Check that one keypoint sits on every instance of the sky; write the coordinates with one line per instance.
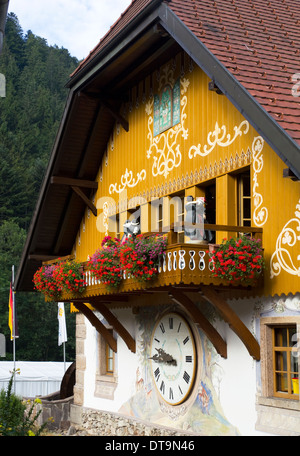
(77, 25)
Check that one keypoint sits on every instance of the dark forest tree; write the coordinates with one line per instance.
(30, 114)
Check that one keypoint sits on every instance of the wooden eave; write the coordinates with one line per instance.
(89, 117)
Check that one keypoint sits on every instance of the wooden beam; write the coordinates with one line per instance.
(76, 182)
(233, 320)
(89, 314)
(212, 334)
(117, 326)
(85, 199)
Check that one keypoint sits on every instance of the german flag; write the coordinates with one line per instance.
(12, 316)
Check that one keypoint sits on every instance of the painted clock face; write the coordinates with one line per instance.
(173, 358)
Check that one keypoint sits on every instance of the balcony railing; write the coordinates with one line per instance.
(182, 264)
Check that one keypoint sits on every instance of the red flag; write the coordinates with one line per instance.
(12, 316)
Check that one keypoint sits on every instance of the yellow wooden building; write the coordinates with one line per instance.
(183, 99)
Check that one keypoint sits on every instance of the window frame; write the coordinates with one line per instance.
(267, 324)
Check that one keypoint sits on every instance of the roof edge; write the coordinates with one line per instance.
(272, 132)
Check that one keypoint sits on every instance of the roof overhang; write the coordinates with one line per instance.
(148, 40)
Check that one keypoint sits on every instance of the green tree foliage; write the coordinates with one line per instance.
(16, 417)
(30, 114)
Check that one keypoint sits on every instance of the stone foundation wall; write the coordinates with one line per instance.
(101, 423)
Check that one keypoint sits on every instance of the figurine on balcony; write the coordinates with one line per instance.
(195, 214)
(131, 228)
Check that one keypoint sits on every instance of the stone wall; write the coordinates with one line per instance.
(101, 423)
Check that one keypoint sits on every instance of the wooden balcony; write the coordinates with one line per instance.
(183, 264)
(184, 270)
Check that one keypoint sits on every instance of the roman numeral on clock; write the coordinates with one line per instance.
(186, 340)
(186, 377)
(162, 327)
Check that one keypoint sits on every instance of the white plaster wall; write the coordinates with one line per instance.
(126, 363)
(235, 381)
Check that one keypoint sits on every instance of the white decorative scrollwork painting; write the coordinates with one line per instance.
(260, 213)
(287, 239)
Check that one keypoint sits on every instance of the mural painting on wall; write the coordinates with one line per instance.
(203, 413)
(288, 238)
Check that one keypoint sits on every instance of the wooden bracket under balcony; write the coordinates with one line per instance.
(100, 328)
(76, 185)
(199, 319)
(117, 326)
(110, 318)
(233, 320)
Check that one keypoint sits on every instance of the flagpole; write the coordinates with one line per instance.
(14, 324)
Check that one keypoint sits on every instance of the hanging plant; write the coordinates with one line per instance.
(238, 260)
(69, 276)
(45, 282)
(140, 256)
(105, 263)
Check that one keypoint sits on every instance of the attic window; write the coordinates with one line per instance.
(166, 108)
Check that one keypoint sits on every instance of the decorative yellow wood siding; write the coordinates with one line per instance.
(210, 145)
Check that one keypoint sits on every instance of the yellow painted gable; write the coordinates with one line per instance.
(211, 145)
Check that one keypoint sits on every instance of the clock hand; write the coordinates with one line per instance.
(163, 357)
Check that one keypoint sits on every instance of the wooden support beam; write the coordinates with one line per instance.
(89, 314)
(117, 326)
(70, 182)
(233, 320)
(85, 199)
(212, 334)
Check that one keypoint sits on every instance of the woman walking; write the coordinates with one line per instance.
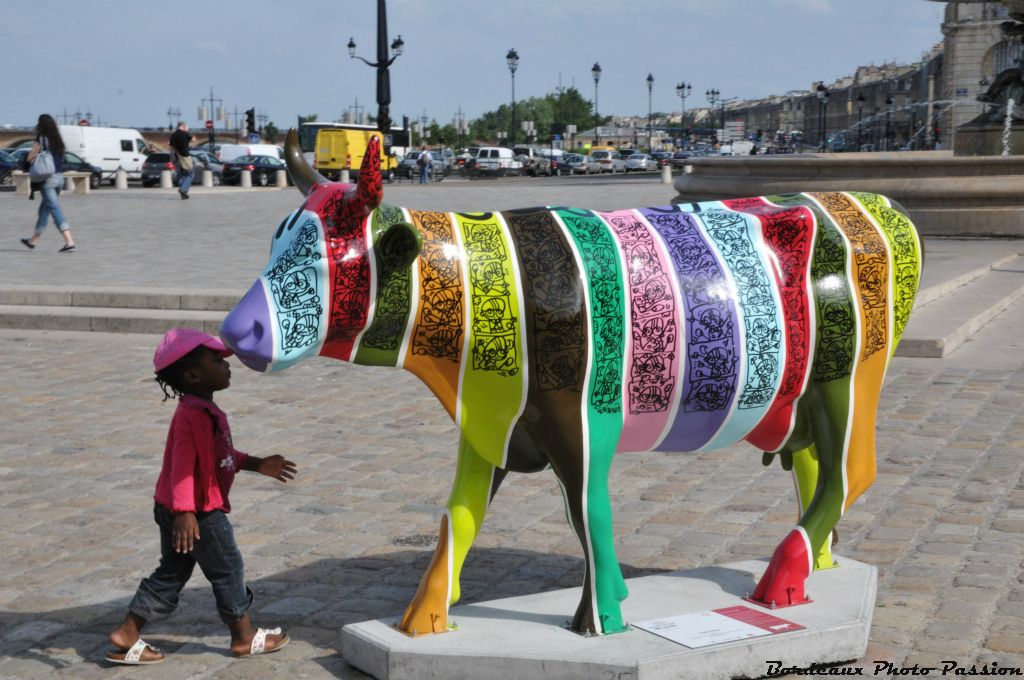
(48, 139)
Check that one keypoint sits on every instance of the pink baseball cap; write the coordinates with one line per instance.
(178, 342)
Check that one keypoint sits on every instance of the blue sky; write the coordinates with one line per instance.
(128, 61)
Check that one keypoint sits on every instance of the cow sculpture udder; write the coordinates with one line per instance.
(561, 337)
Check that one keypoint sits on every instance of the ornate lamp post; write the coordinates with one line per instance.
(683, 90)
(650, 119)
(382, 65)
(512, 58)
(714, 96)
(860, 115)
(889, 109)
(822, 92)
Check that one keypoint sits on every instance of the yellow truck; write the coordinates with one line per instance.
(339, 149)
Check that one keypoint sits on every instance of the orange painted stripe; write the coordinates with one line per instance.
(435, 345)
(870, 277)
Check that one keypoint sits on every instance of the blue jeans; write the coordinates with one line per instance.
(218, 557)
(184, 179)
(50, 206)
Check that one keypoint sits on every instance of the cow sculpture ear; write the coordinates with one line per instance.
(399, 246)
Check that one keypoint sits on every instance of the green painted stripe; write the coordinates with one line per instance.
(906, 257)
(492, 388)
(606, 301)
(381, 343)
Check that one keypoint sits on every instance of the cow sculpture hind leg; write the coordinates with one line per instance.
(476, 481)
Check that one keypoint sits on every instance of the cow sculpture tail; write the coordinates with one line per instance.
(864, 275)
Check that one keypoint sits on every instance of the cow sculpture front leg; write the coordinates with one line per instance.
(475, 482)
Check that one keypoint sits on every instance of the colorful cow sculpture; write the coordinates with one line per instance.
(561, 337)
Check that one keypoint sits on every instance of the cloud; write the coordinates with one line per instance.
(211, 45)
(814, 6)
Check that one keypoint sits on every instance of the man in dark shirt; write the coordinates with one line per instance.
(180, 141)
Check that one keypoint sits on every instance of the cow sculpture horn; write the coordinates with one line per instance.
(305, 178)
(370, 190)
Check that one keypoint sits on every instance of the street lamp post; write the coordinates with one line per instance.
(860, 116)
(822, 115)
(683, 90)
(650, 120)
(382, 65)
(512, 58)
(889, 108)
(714, 96)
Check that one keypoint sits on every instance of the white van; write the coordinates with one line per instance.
(108, 149)
(497, 161)
(227, 153)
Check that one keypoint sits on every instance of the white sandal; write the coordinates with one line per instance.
(133, 655)
(258, 645)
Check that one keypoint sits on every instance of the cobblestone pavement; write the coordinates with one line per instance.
(84, 427)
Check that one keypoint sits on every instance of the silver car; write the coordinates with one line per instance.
(639, 163)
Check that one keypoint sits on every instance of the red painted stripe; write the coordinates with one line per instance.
(790, 234)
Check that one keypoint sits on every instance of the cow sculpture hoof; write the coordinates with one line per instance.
(782, 583)
(558, 338)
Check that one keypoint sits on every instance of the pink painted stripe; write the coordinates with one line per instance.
(651, 373)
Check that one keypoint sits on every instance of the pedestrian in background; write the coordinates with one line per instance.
(48, 139)
(181, 141)
(192, 506)
(423, 161)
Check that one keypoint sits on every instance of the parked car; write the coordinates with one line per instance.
(608, 161)
(409, 167)
(73, 163)
(7, 164)
(662, 158)
(583, 165)
(639, 163)
(263, 169)
(534, 163)
(564, 164)
(680, 159)
(498, 161)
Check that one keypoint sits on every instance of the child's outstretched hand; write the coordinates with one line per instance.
(278, 467)
(184, 533)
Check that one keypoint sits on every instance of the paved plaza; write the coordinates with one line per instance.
(84, 429)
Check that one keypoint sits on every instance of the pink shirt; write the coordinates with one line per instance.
(199, 460)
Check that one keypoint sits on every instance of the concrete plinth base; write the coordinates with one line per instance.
(524, 637)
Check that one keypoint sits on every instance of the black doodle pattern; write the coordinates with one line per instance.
(905, 257)
(551, 283)
(393, 293)
(439, 329)
(870, 267)
(652, 311)
(600, 258)
(712, 341)
(295, 286)
(761, 315)
(492, 313)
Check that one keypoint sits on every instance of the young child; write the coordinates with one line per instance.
(192, 503)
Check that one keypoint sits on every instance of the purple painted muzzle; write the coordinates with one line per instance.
(247, 330)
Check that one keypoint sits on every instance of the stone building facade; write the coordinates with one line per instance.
(975, 52)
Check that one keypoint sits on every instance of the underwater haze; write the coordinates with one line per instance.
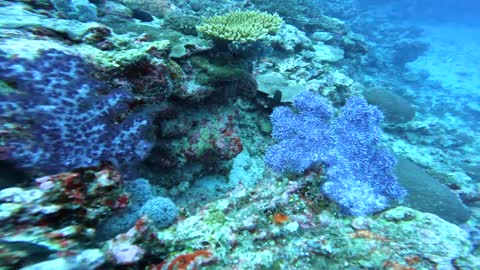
(239, 134)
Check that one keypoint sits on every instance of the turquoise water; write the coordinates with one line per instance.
(195, 134)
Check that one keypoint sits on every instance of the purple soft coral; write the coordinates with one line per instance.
(67, 123)
(360, 174)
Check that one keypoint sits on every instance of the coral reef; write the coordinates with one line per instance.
(65, 123)
(360, 174)
(241, 26)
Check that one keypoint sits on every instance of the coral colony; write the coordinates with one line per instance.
(360, 173)
(253, 130)
(67, 123)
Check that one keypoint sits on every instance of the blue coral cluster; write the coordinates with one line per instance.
(66, 122)
(360, 173)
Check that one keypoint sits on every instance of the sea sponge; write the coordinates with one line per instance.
(241, 26)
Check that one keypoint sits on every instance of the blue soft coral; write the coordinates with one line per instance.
(360, 173)
(68, 123)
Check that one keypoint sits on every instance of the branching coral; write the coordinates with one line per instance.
(65, 123)
(360, 173)
(241, 26)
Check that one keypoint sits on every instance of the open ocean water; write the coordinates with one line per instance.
(239, 134)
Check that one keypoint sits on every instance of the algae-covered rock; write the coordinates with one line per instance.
(211, 70)
(183, 24)
(154, 7)
(427, 194)
(241, 26)
(427, 236)
(18, 16)
(328, 53)
(273, 82)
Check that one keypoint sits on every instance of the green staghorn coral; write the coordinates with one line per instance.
(241, 26)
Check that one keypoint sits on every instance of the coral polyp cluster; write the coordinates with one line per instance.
(64, 119)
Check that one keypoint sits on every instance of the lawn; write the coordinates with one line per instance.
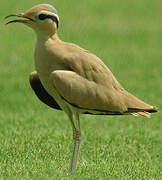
(36, 141)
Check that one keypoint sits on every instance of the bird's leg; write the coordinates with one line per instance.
(77, 142)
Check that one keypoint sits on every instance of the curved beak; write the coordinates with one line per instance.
(26, 20)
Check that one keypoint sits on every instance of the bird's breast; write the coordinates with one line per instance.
(45, 63)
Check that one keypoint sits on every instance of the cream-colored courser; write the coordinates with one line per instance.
(72, 79)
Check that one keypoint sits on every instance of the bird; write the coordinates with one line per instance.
(72, 79)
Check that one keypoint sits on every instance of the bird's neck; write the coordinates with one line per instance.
(43, 37)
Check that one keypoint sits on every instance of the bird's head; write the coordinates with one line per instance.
(43, 18)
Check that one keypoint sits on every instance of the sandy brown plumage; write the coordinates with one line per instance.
(72, 79)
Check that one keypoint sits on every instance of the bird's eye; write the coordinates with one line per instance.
(42, 16)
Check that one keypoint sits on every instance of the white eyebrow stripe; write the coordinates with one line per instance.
(49, 13)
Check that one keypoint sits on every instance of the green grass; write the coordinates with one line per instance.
(36, 141)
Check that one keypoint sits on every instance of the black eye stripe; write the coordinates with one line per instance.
(44, 16)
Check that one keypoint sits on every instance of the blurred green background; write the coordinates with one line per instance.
(36, 141)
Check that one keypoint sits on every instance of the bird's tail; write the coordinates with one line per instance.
(136, 106)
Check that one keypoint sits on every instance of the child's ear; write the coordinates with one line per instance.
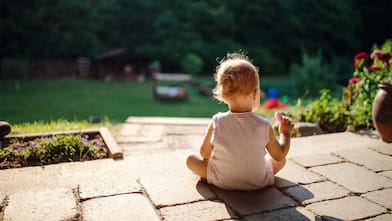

- **Challenge**: Count the lines of the items above that contain the string "child". Reply with the number alone.

- **Output**: 3